- WORK REQUIRED: Output the full forum thread below about timing cudaMalloc(), reproducing every line without alteration.

- QUOTED PASSAGE:
----

How to correctly measure performance of cudaMalloc(...)?

Hi,

I read many posts regarding performance measurement of kernels/memcpy but none of them about cudaMalloc(…) (or because my search skill is limited). So I wonder how to correctly measure cudaMalloc(…) performance, should I use normal clock() calls or CUDA events?

Thanks,
Ngoc

cudaMalloc() is code that runs on the host, and its performance depends on the operating system and the single-thread performance of the CPU. Like other host activity, it is best measured using a high-resolution system timer such as gettimeofday() on Linux. I have used the code below for the past 15+ years. It provides microsecond granularity.

// A routine to give access to a high precision timer on most systems.
#if defined(_WIN32)
#if !defined(WIN32_LEAN_AND_MEAN)
#define WIN32_LEAN_AND_MEAN
#endif
#include <windows.h>
double second (void)

----

(Point-based annotation data)
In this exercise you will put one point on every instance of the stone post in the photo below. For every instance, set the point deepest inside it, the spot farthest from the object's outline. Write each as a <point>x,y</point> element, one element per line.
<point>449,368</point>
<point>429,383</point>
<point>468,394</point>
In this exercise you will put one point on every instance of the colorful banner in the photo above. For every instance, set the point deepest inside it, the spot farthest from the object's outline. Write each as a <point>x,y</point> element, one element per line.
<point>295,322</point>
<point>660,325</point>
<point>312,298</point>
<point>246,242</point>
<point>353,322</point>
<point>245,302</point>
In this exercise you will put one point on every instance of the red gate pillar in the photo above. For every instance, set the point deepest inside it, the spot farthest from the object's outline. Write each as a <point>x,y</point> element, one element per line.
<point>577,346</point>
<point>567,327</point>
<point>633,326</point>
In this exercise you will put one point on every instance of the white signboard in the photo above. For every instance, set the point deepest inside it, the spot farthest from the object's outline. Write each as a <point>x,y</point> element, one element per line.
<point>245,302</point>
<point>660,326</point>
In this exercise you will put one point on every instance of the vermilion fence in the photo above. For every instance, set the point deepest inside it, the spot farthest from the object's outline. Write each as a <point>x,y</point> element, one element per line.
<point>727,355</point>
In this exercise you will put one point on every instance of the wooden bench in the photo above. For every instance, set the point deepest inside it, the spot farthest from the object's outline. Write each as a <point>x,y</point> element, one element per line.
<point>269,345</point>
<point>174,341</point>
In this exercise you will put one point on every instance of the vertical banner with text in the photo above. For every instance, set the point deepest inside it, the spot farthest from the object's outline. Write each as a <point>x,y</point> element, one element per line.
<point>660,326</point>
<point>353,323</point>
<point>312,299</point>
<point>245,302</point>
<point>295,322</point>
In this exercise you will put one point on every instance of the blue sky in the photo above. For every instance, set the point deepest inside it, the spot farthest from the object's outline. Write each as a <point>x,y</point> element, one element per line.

----

- FINISHED TASK:
How to correctly measure performance of cudaMalloc(...)?

Hi,

I read many posts regarding performance measurement of kernels/memcpy but none of them about cudaMalloc(…) (or because my search skill is limited). So I wonder how to correctly measure cudaMalloc(…) performance, should I use normal clock() calls or CUDA events?

Thanks,
Ngoc

cudaMalloc() is code that runs on the host, and its performance depends on the operating system and the single-thread performance of the CPU. Like other host activity, it is best measured using a high-resolution system timer such as gettimeofday() on Linux. I have used the code below for the past 15+ years. It provides microsecond granularity.

// A routine to give access to a high precision timer on most systems.
#if defined(_WIN32)
#if !defined(WIN32_LEAN_AND_MEAN)
#define WIN32_LEAN_AND_MEAN
#endif
#include <windows.h>
double second (void)